(Point annotation records)
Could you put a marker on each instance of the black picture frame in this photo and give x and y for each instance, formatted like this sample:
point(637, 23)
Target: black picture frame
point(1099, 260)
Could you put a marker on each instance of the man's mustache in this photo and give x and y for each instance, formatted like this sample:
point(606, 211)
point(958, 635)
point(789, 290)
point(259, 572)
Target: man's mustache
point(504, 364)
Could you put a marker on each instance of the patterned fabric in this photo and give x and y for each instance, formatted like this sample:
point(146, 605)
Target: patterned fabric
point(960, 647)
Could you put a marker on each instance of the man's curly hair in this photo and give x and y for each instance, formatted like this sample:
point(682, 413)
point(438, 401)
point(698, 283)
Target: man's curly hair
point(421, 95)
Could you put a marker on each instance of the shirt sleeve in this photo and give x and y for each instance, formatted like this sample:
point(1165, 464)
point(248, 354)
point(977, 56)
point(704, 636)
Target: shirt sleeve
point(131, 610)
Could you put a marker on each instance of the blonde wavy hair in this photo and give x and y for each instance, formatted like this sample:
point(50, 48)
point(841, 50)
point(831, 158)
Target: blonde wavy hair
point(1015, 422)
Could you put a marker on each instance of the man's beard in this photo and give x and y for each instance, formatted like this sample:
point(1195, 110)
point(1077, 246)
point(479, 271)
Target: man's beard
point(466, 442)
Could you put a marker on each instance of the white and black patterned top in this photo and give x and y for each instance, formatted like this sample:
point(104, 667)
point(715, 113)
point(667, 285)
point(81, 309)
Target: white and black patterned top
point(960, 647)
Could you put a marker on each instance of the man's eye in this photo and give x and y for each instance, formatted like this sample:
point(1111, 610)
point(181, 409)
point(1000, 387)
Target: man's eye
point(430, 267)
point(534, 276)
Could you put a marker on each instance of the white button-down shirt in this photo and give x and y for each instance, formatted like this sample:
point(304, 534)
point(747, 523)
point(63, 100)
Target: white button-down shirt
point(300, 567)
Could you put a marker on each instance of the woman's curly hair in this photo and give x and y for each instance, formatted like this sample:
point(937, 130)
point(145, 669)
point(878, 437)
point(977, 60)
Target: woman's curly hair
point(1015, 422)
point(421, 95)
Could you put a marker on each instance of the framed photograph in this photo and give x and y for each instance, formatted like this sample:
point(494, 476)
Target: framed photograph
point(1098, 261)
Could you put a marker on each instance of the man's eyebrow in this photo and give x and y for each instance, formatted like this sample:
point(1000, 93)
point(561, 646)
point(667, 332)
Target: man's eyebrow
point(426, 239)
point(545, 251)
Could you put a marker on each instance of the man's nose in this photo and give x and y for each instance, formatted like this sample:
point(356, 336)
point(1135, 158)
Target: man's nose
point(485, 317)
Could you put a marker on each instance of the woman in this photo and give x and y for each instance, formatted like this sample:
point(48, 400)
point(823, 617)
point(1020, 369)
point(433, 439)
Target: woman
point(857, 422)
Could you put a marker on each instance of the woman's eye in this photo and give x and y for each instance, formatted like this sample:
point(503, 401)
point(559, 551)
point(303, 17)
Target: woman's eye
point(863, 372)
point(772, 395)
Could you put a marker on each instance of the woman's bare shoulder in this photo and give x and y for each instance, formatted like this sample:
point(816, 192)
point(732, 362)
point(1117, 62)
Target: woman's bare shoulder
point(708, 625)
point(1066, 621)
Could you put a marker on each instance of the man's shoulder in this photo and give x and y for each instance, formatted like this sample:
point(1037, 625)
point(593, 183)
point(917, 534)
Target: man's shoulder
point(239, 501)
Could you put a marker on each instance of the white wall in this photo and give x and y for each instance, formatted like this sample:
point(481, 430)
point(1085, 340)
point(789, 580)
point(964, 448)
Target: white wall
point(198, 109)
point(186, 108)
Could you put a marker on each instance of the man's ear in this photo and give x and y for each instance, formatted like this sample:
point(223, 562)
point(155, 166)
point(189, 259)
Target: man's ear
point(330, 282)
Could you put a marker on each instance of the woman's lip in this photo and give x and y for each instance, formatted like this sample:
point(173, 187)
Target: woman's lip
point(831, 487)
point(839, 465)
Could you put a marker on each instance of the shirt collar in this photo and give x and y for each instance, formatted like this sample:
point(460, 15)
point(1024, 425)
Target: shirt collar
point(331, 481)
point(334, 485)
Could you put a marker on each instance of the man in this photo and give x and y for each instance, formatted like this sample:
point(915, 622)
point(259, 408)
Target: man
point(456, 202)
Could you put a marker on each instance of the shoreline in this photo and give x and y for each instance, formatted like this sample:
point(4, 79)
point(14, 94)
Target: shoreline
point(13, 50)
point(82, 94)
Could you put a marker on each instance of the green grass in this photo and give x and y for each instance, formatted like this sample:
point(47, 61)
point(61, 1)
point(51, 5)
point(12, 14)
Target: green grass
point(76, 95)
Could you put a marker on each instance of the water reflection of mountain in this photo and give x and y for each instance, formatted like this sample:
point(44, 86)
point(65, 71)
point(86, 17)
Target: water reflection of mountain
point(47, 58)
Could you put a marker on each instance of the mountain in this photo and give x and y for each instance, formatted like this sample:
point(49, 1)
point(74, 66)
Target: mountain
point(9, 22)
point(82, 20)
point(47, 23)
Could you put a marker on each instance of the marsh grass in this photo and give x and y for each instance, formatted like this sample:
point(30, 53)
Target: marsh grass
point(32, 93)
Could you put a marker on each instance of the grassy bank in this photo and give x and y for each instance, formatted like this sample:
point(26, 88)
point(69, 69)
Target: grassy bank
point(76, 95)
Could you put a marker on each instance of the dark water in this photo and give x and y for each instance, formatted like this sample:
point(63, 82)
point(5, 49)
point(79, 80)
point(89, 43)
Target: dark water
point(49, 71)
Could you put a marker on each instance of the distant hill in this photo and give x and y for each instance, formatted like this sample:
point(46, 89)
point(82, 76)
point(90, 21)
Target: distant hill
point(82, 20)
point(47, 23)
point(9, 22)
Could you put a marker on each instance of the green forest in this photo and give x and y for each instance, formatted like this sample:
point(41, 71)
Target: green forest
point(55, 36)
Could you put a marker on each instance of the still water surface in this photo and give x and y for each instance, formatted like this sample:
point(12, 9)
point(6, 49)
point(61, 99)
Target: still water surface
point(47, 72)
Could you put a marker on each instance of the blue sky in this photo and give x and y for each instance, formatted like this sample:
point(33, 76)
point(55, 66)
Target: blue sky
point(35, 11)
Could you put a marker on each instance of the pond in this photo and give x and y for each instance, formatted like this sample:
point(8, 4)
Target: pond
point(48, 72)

YOUR INSTRUCTIONS: Repeat only the lines from the one holding "Could you put a marker on each instance of the still" through the last line of the data.

THE REPLY:
Could you put a marker on each instance of the still water surface in this photo and give x and y for each instance, formatted like this sample:
point(12, 9)
point(6, 49)
point(61, 99)
Target: still water surface
point(47, 72)
Could you put a marker on each instance of the blue sky in this photo and give x and y for each instance, formatted like this sample:
point(33, 76)
point(55, 66)
Target: blue sky
point(35, 11)
Could you put a marker on each instance of the pond in this photo and give x and y for each instance, formatted like this sample:
point(8, 4)
Target: pond
point(48, 72)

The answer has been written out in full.